Exercise instructions: The data must be returned in full, with no character altered.

[Records from a data collection]
※

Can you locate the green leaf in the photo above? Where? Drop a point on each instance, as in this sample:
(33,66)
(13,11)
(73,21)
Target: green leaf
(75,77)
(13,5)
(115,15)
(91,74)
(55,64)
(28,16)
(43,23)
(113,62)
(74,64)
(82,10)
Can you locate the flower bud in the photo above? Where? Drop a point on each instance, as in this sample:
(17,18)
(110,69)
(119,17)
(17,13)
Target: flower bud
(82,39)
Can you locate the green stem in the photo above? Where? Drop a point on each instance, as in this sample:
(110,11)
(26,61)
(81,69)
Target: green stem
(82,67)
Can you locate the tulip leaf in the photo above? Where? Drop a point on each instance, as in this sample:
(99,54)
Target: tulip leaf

※

Answer space:
Can you locate the green leaf in the photo above? Where? Drop a point on each instance, as in this sample:
(33,66)
(13,11)
(73,21)
Target: green leaf
(75,77)
(13,5)
(115,15)
(91,74)
(55,64)
(28,16)
(43,23)
(113,62)
(74,64)
(82,10)
Can you locate the flower bud in the photo above? Where? Drop a point on each instance, as in this sample:
(17,18)
(110,69)
(119,17)
(17,13)
Target: flower bud
(82,39)
Can you locate the green stem in the photo above? Where? Drop a point on each instance, as in this sample:
(110,11)
(26,61)
(81,69)
Target: green stem
(82,67)
Can you locate the tulip leaf in the photo above? Where? Drop a point on each instance, as in this sample:
(99,54)
Target: tulip leaf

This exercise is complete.